-------- GIVEN DATA --------

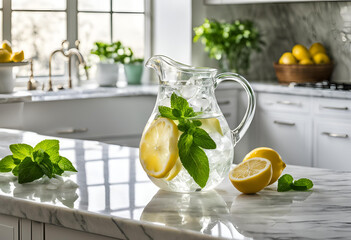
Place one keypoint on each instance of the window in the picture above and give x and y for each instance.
(39, 26)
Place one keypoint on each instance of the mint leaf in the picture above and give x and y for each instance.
(7, 164)
(302, 184)
(21, 150)
(285, 182)
(29, 171)
(51, 147)
(179, 103)
(166, 112)
(184, 143)
(56, 169)
(44, 162)
(196, 163)
(66, 165)
(202, 139)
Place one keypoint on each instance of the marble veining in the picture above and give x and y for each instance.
(112, 196)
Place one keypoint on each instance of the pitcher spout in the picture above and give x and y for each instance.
(170, 71)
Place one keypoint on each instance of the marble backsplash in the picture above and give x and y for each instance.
(283, 25)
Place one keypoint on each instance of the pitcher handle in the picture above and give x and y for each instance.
(240, 130)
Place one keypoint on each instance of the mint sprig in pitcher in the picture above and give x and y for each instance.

--------

EXERCISE DETAILS :: Copy every line above word for word, but leave out the picture.

FINAL ANSWER ::
Place one keypoint on each instance of the window in the picture above and give x and y for each instance.
(39, 26)
Place one keypoint on each instance of the mint leaf in the picture above and give x and y for each instance.
(7, 164)
(302, 184)
(21, 150)
(285, 182)
(29, 171)
(51, 147)
(179, 103)
(166, 112)
(184, 143)
(56, 169)
(44, 162)
(196, 163)
(66, 165)
(202, 139)
Place one keypoint on each instance of the marble veining in the picture above and give x and y for each instance.
(112, 196)
Place one keypoint on each instance of the pitcher spout in the picture above and give x and y for each instance.
(170, 71)
Place one keypoint on each instance of the marble backsplash in the picture above and give x and y for each instance.
(283, 25)
Place one keypoint on each instance of the pitcher handle in the picture above and give x and y for each instance.
(240, 130)
Place one keypoint on each instance of the mint sprig in pitcher in the picture above and give x and y for each instance.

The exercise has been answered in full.